» Task description
Reproduce the following lines verbatim, omitting the pictures from your output.

» Rows

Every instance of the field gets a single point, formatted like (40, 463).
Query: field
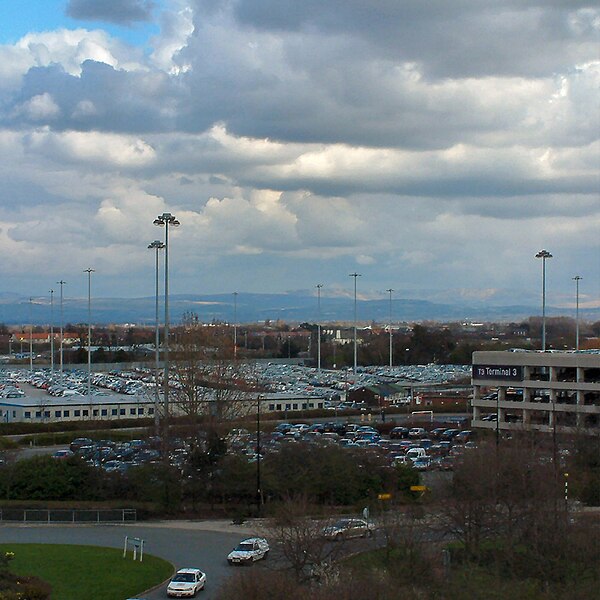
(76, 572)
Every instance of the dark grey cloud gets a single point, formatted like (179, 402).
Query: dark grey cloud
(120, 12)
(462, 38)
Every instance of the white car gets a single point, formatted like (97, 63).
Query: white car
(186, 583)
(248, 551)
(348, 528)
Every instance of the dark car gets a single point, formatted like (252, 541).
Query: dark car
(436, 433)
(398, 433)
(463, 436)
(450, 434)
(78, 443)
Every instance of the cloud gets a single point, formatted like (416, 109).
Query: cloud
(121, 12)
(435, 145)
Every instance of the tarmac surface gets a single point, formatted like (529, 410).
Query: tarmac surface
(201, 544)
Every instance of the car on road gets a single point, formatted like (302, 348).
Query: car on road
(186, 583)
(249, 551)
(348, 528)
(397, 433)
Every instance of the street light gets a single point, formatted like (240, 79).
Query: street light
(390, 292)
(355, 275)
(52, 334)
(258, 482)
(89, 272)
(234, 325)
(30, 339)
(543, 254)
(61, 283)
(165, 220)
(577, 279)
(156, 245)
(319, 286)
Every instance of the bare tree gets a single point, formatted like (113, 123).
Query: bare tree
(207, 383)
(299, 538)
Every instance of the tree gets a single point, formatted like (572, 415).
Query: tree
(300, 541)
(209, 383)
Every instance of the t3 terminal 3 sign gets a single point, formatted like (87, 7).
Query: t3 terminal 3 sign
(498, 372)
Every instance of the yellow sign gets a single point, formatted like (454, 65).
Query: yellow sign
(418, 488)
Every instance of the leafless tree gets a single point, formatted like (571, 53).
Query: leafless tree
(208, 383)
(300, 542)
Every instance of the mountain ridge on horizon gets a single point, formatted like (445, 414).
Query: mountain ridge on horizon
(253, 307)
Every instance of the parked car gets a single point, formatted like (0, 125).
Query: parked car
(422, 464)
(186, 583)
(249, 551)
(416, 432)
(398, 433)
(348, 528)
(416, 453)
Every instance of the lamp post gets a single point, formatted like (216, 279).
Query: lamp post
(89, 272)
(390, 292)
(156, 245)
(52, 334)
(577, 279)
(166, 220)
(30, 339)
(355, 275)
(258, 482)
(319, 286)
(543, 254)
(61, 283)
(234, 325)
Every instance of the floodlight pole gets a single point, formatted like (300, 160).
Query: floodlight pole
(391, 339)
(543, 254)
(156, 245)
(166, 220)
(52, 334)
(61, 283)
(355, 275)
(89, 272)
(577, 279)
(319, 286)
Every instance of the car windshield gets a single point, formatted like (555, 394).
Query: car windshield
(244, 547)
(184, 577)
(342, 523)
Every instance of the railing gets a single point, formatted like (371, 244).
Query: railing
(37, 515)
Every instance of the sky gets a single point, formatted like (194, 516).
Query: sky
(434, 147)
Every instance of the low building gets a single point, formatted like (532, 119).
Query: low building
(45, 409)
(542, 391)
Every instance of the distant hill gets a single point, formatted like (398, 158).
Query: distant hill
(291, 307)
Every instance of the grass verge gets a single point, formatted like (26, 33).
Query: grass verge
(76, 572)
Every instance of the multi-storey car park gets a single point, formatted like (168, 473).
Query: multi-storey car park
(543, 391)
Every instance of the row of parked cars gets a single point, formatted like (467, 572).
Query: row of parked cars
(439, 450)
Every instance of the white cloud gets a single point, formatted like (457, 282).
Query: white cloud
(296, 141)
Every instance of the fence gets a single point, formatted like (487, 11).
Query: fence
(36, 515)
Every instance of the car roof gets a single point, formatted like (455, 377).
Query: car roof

» Written reply
Every instance of the field gets a single point, formatted like (40, 463).
Query: field
(76, 572)
Every instance of the dark grey cloud gets a single point, formatted like (179, 402).
Query: dark grey cloud
(120, 12)
(462, 38)
Every instance of the white car gets a single point, formatted like (97, 63).
Query: white car
(186, 583)
(248, 551)
(348, 528)
Every instance of the dark car gets a single point, formatted like (252, 541).
Query: dark car
(436, 433)
(398, 433)
(463, 436)
(450, 434)
(78, 443)
Every instance of the cloud gets a single point, formatted like (416, 109).
Query: cloud
(121, 12)
(435, 145)
Every instance of the tarmac surface gets a single point, formatted like (529, 410).
Query: tarmac surface
(201, 544)
Every instance of the car on road gets a single point, formatted like (302, 348).
Query: car on road
(186, 583)
(249, 551)
(348, 528)
(397, 433)
Every instance of the street light gets a single point, formatted like (240, 79).
Query: street light
(390, 292)
(355, 275)
(52, 334)
(258, 482)
(89, 272)
(234, 325)
(30, 339)
(543, 254)
(61, 283)
(165, 220)
(577, 279)
(156, 245)
(319, 286)
Every instance of the bare tree gets a single point, formatted like (113, 123).
Query: bare tree
(207, 383)
(299, 538)
Every instance of the tree gets a single point, formatted like (572, 415).
Query: tree
(300, 541)
(209, 383)
Every instance of the t3 terminal 3 sign gets a single point, formatted like (87, 7).
Query: t3 terminal 3 sign
(498, 372)
Every instance of the yellow sign gets a single point, formatted like (454, 65).
Query: yellow sign
(418, 488)
Every instance of the leafless tree gets a single point, formatted like (571, 53).
Query: leafless tree
(208, 383)
(300, 542)
Every instance of the mountain ridge on horizon gets a single point, formatted like (445, 414).
Query: mountain ridge on horizon
(253, 307)
Every instance of the parked car gets a single point, formatted like (0, 125).
Query: parked car
(422, 464)
(186, 583)
(249, 551)
(416, 432)
(398, 433)
(348, 528)
(416, 453)
Every instance of the lamp post gets a single point, formatted like (216, 279).
Query: lamp post
(89, 272)
(390, 292)
(156, 245)
(52, 334)
(577, 279)
(166, 220)
(30, 339)
(355, 275)
(258, 482)
(319, 286)
(543, 254)
(61, 283)
(234, 325)
Every instance of the floodlight pole gets a single point, formatted like (300, 160).
Query: floodlight pole
(391, 339)
(543, 254)
(156, 245)
(166, 220)
(52, 334)
(61, 283)
(355, 275)
(89, 272)
(577, 279)
(319, 286)
Every instance of the car windshield gets a single point, formatted like (555, 394).
Query: car windshield
(244, 547)
(184, 577)
(342, 523)
Every instance of the railing gets a single point, formatted like (371, 244).
Query: railing
(37, 515)
Every instance of the sky gets a single point, formatted like (194, 516).
Query: sky
(434, 147)
Every instance of the low building gets a single point, formatted like (532, 119).
Query: low building
(45, 409)
(542, 391)
Every instance of the distant hill gets a single point, formatted like (398, 158).
Query: distant hill
(291, 307)
Every instance of the grass verge gets a single point, formatted like (26, 33).
Query: grass verge
(76, 572)
Every instance of the multi-storey car park gets a single point, formatted like (168, 473).
Query: multi-storey car park
(543, 391)
Every instance of the row of parked cars gets a single point, formatted like (467, 572).
Query: row of parked cars
(439, 450)
Every instance of the white cloud gets a single point, formatted like (457, 282).
Query: white cloud
(296, 141)
Every instance of the fence gets a single point, formatted like (487, 11).
Query: fence
(36, 515)
Every instance of the car roof gets a single point, formatted like (455, 377).
Query: car roof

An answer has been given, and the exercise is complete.